(TASKS AND EXERCISES)
a) From the film blog excerpt, list every title that the author says did not make the November list.
b) Extend the film blog excerpt by writing the passage that comes directly after its final sentence.

The Sun is an uncharacteristic look at a historical juggernaut that uses contradictions to cast an idiosyncratic spell. Taking its substance from the dimly lit inertia of a bunker, the film builds a world of mysterious ambiguities where a man can be a god and a demon and a human. Sokurov works as both director and cinematographer and gives The Sun a bleached out antiquity that visually accentuates the dimness of the interiors as well as the searing light of sun. Near the end of the film, it seems as though Sokurov is going to allow for a finale with a small note of tenderness. Empress Kojun joins Emperor Hirohito shortly after his unconditional surrender of Japan’s military forces. The Emperor immediately relaxes in the presence of his wife, a person who understands him and the unpredictable situation, and the two share the film’s only warm recognition of joy and sadness. Just as quickly however, this ‘happy ending’ comes to a close when it is revealed that the man who taped the Emperor’s surrender speech has committed suicide under the shame of defeat. This is the where the film depressively sinks to a brilliant non-conformist end with innuendos lingering on the faces of the Emperor, Empress and servant like an albatross of an unknown future.

Tuesday, December 1, 2009

Home Movies - November

Buckets of good stuff for November and quite a few that didn't make this list: Up, Wings of Desire, North by Northwest: 50th Anniversary, Food Inc., Lake Tahoe and Evangelion 1.01: You Are (Not) Alone. Here's the nine that did make the list along with my arguments/persuasions for each:

The Golden Age of Television [Criterion]
There is quite a bit of talk these days regarding the quality of contemporary television. God knows, we have never had so many choices, ranging from the low-cost high-revenue of reality shows to top-notch drama that truly gives theatrical features a run for its money. If you think you have seen everything when it comes to television, maybe it’s time to check the archives. Criterion proves that there might be something to learn from television when it was in its infancy in “The Golden Age of Television.” Collecting eight “live American television plays” that originally aired in the 50s (and later presented on PBS in the early 80s), ‘The Golden Age’ is peppered with nostalgia, yet still feels innovative today. Each episode is stocked with actors who were then up-and-coming but who are now icons of both the big-screen and small-screen. Rod Steiger, Paul Newman, Elizabeth Montgomery, Andy Griffith, Paul Newman, Jack Palance, Mickey Rooney, Julie Harris and Piper Laurie are just a few of the fresh, and very familiar, faces. Housed on three DVDs, ‘The Golden Age’ also includes director commentaries on six of the eight episodes as well as interviews from the influential cast. With eight hours of content, this set is perfect for a snow day.

(Extracted records)
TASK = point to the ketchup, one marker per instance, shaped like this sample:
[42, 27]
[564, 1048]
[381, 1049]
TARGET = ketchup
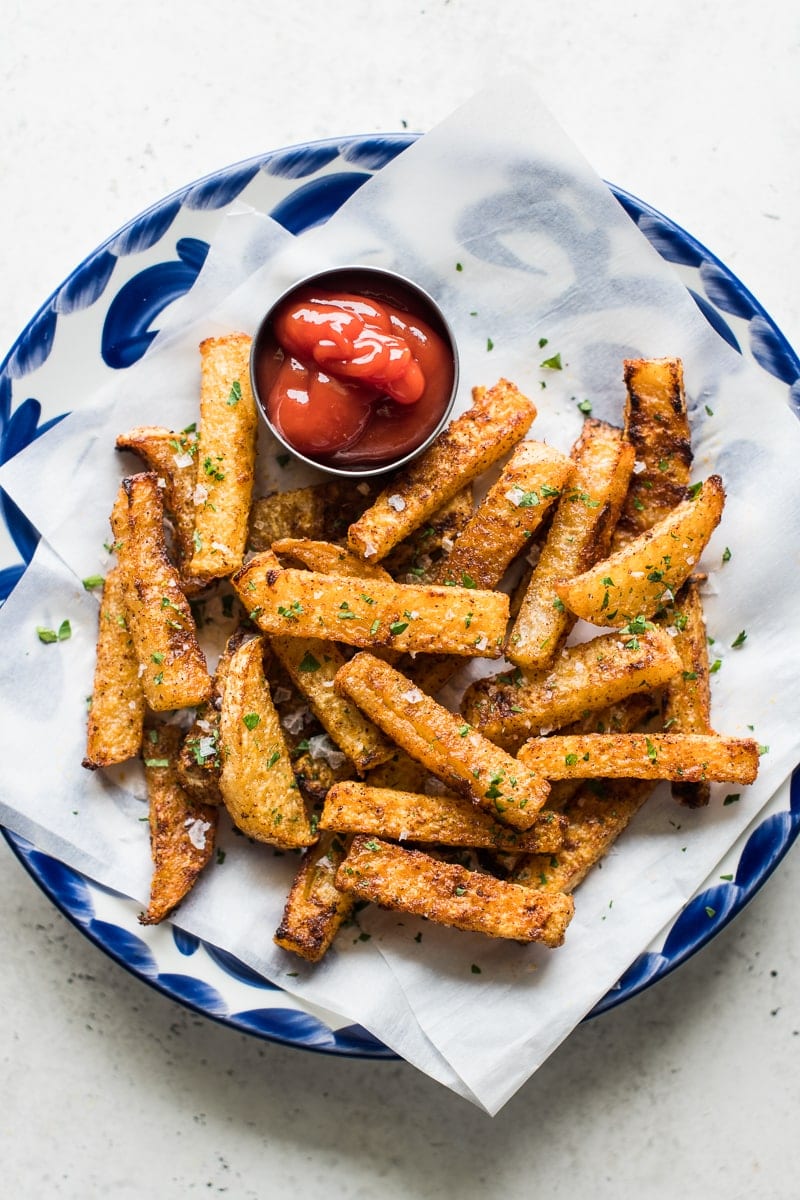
[350, 381]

(TASK RESPONSES)
a) Up, Wings of Desire, North by Northwest: 50th Anniversary, Food Inc., Lake Tahoe, Evangelion 1.01: You Are (Not) Alone

b)
Gomorrah (2008) Directed by Matteo Garrone [Criterion]
Usually it is pretty easy to distinguish a narrative film from a non-narrative, but there are those rare exceptions that fall somewhere between the predictable and the experimental. “Gomorrah” is just such a film, unreeling violent action with little or no context. Even attempting to find continuity with characters is a dead end because their motives are random and incomprehensible and they are more than likely to end up dead in the next five minutes. Such is life in the Naples crime syndicate, the Camorra. Unlike most films that are adapted from books, Gomorrah takes a completely different approach to the material presented in Roberto Saviano’s bestseller of the same name. Saviano’s shocking personal account of the Camorra is a mind-boggling whirlwind of facts and details. Matteo Garrone takes the facts and creates raw visual with no grounding, almost as if to say that the literal facts really don’t matter. Although Criterion’s release does not have the Garrone/Saviano commentary I had been hoping for, it does include interviews with Garrone and Saviano, as well as actor Tony Servillo.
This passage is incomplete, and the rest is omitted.